_Work to be completed_
Transcribe the full listing below exactly.

_Extracted data_
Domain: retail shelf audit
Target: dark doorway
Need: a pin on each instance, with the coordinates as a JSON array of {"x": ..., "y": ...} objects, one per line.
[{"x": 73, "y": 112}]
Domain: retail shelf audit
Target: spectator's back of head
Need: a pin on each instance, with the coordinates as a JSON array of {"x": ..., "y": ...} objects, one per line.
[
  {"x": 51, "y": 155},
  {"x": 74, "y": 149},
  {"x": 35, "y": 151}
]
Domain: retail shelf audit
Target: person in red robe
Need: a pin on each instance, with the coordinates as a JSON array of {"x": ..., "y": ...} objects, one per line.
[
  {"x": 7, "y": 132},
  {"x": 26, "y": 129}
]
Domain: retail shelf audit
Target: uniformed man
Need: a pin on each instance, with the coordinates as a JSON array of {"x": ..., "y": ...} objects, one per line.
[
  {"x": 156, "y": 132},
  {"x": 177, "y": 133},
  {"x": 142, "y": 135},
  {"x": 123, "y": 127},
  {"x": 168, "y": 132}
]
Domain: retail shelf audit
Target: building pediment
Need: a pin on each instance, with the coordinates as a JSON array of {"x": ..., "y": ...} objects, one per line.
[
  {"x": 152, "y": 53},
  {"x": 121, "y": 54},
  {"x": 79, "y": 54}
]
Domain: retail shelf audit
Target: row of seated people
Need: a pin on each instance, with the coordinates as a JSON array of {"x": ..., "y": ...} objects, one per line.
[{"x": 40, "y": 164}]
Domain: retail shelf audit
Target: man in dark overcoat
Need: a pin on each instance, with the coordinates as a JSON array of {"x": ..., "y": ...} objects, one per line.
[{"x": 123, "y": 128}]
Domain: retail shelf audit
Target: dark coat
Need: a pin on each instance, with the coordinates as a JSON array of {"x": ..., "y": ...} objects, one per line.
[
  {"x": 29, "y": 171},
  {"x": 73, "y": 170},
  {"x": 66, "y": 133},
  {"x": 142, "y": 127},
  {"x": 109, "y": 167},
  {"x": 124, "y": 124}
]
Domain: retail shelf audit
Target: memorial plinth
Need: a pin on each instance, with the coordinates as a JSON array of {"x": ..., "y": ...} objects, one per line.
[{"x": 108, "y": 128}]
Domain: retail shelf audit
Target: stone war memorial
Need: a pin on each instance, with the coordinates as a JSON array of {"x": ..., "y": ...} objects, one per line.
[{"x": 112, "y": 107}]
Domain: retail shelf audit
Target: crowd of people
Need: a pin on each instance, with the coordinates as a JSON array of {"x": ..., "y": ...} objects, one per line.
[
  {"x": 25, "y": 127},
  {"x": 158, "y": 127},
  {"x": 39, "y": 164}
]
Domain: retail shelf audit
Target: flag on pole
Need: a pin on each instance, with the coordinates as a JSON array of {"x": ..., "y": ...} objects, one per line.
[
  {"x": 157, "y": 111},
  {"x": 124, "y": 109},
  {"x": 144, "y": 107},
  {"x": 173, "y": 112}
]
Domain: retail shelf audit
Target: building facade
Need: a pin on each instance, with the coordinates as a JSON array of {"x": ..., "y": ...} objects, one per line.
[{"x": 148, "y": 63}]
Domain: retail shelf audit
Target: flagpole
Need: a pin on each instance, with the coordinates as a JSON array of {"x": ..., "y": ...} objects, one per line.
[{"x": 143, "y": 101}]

_Reply to the task_
Domain: retail shelf audit
Target: dark doorway
Need: a pin on each instance, with the coordinates as a JSON array of {"x": ..., "y": ...} objects, one per line.
[{"x": 73, "y": 112}]
Domain: retail shelf audit
Target: spectator's back of head
Need: a pin on each instance, with the coordinates as a JSON array of {"x": ..., "y": ...} objects, one per line.
[
  {"x": 51, "y": 155},
  {"x": 74, "y": 149},
  {"x": 35, "y": 151}
]
Domain: retail shelf audit
Target: person in red robe
Need: a pin on each instance, with the coordinates as a JSON array of {"x": ..., "y": ...} objects, one per line.
[
  {"x": 7, "y": 132},
  {"x": 26, "y": 129}
]
Domain: retail shelf audit
Target: uniformed man
Need: a pin on each instance, with the coordinates as a JSON array of {"x": ..., "y": ...} objects, one per line.
[
  {"x": 156, "y": 132},
  {"x": 177, "y": 133},
  {"x": 142, "y": 135},
  {"x": 123, "y": 127},
  {"x": 168, "y": 132}
]
Domain: retail shelf audit
Target: building pediment
Need: a pin on each instance, with the coordinates as a JSON array of {"x": ..., "y": ...} objects, one per line.
[
  {"x": 152, "y": 53},
  {"x": 121, "y": 54},
  {"x": 79, "y": 54}
]
Domain: retail shelf audit
Target: row of seated people
Need: a pin on each instance, with the coordinates as a JSON array of {"x": ..., "y": ...} objects, one per line.
[{"x": 40, "y": 164}]
Domain: retail shelf audit
Target: man in dark overcoat
Need: a pin on each instance, with the coordinates as a JSON array of {"x": ..., "y": ...} objects, one per line.
[{"x": 123, "y": 128}]
Domain: retail shelf audit
Target: dark coat
Need: a pin on each instance, with the coordinates as a JSON array of {"x": ..., "y": ...} objects, one per line.
[
  {"x": 29, "y": 171},
  {"x": 73, "y": 170},
  {"x": 66, "y": 133},
  {"x": 142, "y": 127},
  {"x": 109, "y": 167},
  {"x": 124, "y": 124}
]
Domain: retail shelf audit
Target: memorial plinth
Need: a pin on each instance, with the coordinates as a JSON array of {"x": ..., "y": ...} objects, one per line.
[{"x": 108, "y": 128}]
Domain: retail shelf audit
Target: stone war memorial
Need: a pin on each instance, with the coordinates as a JSON array of {"x": ..., "y": ...} objects, one per line.
[{"x": 112, "y": 107}]
Domain: retail shelf audit
Target: crowd of people
Need: a pin on each instance, with the coordinates as a JSON array of {"x": ..., "y": ...} objects, one per line.
[
  {"x": 25, "y": 127},
  {"x": 158, "y": 127},
  {"x": 39, "y": 164}
]
Domain: retail shelf audit
Target: flag on pole
Need: a pin on each instance, with the coordinates as a JSON array of {"x": ..., "y": ...} objects, one per line.
[
  {"x": 157, "y": 111},
  {"x": 124, "y": 109},
  {"x": 144, "y": 107},
  {"x": 173, "y": 112}
]
Domain: retail shelf audit
Target: building facade
Need: a pin on each instance, with the coordinates as a JSON array of {"x": ..., "y": ...} objects, one per line.
[{"x": 148, "y": 63}]
Domain: retail shelf audit
Target: flagpole
Need: a pin on each instance, with the coordinates as a JSON array of {"x": ..., "y": ...} objects, one per line.
[{"x": 143, "y": 101}]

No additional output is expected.